What lines in the records below contain the string "distant"? Copy every one.

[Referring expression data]
........

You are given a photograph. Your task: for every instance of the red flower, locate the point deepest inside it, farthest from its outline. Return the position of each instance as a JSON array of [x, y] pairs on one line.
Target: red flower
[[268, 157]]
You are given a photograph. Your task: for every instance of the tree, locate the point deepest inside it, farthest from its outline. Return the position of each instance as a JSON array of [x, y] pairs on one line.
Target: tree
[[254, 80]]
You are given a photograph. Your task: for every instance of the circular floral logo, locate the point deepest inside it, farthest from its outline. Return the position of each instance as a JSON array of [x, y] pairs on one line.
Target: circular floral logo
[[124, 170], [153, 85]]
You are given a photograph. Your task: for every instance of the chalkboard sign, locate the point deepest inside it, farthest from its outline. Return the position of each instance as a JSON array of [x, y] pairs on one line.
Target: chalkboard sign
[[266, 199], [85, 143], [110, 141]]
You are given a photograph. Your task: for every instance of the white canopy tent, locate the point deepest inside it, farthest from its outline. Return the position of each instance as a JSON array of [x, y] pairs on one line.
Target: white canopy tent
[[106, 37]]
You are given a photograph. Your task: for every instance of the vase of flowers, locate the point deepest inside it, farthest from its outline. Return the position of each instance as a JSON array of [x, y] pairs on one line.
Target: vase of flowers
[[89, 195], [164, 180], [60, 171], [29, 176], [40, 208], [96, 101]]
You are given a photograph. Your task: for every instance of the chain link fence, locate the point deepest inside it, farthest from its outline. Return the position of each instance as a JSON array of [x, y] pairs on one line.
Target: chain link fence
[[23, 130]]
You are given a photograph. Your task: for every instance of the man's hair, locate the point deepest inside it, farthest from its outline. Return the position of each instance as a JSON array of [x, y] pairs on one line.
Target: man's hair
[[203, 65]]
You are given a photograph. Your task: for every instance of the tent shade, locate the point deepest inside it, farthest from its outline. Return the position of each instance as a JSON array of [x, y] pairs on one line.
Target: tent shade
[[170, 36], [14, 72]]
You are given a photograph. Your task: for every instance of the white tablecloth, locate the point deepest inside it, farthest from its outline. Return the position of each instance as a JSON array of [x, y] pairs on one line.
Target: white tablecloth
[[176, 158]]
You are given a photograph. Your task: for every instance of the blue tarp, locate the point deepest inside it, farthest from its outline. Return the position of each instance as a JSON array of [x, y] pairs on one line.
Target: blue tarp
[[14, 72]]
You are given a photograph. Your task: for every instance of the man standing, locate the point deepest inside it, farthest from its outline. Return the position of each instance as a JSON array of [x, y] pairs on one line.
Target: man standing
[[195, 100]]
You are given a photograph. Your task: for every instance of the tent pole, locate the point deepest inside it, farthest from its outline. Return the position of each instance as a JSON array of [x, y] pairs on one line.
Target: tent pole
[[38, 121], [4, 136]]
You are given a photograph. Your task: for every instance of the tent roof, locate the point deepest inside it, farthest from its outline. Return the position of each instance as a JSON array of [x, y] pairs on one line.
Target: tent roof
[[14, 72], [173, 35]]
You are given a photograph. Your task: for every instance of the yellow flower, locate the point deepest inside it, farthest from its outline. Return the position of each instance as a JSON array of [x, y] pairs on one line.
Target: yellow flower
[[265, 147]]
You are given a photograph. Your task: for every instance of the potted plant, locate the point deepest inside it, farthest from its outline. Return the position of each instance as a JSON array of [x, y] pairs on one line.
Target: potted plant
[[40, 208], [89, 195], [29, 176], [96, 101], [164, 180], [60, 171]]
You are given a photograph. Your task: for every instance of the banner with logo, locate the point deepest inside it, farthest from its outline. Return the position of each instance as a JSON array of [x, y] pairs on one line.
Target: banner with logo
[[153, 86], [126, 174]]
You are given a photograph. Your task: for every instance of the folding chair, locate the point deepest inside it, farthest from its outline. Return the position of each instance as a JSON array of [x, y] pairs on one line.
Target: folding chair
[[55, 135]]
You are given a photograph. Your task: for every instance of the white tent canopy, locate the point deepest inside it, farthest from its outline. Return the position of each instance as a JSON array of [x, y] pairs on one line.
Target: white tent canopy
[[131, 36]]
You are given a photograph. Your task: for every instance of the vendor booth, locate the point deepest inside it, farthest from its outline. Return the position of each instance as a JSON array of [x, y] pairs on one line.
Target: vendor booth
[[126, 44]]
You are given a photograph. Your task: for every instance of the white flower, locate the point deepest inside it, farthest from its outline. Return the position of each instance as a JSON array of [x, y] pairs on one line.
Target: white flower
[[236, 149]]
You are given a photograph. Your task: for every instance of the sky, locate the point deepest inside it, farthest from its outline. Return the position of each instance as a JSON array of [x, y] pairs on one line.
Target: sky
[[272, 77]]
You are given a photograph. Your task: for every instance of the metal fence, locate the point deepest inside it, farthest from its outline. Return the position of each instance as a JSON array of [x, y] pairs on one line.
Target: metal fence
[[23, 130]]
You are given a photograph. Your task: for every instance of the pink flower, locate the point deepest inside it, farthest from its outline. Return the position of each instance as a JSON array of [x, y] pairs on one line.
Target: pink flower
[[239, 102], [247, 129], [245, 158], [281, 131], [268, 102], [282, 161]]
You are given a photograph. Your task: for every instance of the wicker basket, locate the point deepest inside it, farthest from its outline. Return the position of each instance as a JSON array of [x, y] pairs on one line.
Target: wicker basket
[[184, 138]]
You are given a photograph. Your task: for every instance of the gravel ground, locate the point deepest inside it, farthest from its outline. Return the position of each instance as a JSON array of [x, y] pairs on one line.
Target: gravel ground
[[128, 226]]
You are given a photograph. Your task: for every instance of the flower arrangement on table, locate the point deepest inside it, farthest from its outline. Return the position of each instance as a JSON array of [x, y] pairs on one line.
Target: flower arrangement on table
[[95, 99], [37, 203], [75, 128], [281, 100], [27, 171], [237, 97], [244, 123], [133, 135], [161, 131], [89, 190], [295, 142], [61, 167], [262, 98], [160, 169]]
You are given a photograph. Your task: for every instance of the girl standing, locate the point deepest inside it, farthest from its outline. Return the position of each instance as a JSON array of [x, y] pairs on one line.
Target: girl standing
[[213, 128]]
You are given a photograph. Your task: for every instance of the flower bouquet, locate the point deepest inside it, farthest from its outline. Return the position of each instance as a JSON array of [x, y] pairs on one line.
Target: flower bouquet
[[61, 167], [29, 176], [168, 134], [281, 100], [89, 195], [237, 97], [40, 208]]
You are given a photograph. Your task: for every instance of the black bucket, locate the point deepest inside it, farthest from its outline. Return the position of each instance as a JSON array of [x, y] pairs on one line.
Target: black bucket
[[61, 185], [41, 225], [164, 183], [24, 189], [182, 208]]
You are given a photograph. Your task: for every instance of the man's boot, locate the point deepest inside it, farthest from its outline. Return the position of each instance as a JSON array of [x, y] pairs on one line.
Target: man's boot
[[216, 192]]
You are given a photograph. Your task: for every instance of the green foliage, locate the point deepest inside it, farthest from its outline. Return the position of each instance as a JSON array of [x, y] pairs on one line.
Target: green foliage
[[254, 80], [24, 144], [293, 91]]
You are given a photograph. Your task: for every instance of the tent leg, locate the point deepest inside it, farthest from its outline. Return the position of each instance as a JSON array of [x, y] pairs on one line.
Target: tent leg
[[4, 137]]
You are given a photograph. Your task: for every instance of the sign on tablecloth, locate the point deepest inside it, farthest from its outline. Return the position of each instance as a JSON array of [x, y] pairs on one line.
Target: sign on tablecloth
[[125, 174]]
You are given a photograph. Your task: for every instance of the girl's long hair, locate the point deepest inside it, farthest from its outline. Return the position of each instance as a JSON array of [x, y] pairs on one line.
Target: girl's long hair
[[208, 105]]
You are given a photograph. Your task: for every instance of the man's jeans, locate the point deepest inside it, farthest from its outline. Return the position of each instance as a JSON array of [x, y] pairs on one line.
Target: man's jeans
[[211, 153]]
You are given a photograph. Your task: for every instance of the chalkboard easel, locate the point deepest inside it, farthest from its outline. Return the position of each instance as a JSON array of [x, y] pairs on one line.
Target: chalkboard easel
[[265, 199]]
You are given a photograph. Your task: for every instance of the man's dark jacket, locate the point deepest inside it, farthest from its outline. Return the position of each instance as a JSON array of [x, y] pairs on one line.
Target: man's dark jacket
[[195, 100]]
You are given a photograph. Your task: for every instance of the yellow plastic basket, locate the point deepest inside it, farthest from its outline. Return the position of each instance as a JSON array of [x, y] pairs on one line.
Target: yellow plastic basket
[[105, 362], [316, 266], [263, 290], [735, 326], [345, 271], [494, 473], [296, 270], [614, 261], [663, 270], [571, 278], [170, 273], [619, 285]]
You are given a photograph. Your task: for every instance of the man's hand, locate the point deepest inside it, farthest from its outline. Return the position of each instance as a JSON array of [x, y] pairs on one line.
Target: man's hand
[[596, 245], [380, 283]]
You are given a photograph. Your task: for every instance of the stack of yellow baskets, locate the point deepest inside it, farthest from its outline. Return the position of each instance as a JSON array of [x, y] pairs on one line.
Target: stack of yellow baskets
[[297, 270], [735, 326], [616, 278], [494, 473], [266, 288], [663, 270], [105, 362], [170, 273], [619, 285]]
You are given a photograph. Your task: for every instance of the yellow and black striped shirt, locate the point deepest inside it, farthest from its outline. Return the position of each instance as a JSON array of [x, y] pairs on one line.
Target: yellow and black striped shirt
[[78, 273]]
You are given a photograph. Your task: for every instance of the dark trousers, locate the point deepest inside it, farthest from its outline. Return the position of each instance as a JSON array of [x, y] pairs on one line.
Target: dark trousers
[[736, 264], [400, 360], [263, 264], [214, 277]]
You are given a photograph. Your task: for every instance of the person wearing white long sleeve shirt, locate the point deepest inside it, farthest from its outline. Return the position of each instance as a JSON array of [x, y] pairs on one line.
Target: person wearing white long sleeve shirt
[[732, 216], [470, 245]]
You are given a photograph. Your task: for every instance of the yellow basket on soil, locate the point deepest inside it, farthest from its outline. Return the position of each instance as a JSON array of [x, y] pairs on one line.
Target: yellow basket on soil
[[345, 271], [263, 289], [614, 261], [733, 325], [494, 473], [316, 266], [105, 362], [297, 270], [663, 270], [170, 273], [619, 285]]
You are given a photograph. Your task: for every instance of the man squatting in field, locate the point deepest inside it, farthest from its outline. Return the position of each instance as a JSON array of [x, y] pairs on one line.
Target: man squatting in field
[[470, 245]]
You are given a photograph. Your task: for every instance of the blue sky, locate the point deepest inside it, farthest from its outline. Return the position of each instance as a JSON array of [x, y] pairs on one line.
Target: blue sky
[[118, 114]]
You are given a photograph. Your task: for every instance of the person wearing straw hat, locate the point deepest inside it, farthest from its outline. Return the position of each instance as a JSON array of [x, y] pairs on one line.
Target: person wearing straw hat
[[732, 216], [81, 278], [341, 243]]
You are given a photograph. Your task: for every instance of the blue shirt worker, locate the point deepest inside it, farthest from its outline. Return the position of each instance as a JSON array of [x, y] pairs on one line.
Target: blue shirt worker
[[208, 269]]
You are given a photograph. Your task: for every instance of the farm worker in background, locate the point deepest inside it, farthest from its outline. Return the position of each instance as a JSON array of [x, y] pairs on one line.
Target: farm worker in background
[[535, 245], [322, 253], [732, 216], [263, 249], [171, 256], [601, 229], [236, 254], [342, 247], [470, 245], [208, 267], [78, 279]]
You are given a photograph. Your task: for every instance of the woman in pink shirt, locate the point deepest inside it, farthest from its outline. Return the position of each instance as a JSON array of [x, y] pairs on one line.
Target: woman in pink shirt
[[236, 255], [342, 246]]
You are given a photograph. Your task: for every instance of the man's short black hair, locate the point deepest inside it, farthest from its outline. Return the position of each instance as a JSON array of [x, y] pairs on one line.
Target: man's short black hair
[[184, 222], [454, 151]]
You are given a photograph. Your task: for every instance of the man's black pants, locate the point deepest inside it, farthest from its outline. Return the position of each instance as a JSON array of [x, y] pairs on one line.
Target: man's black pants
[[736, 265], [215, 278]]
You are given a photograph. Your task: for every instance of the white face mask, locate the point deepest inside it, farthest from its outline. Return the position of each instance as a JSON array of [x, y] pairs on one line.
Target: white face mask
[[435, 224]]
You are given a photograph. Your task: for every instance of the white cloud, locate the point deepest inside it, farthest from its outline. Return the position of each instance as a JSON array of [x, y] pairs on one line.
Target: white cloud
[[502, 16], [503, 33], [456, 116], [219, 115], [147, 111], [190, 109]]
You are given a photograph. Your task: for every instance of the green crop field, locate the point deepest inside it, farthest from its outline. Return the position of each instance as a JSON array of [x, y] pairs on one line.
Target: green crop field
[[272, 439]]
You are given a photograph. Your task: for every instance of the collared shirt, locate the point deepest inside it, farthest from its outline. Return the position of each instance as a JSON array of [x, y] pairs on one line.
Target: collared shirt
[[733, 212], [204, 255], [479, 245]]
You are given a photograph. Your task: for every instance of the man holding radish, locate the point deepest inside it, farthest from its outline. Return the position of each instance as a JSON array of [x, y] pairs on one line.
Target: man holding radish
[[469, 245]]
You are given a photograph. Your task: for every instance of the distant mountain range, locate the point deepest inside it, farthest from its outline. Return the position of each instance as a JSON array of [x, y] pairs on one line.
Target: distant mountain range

........

• _Answer box_:
You are given a photograph. Your task: for every instance of the distant mountain range, locate the point deepest inside it, farthest from its outline. Return the position of each instance as a JSON array of [x, y] pairs on one line.
Target: distant mountain range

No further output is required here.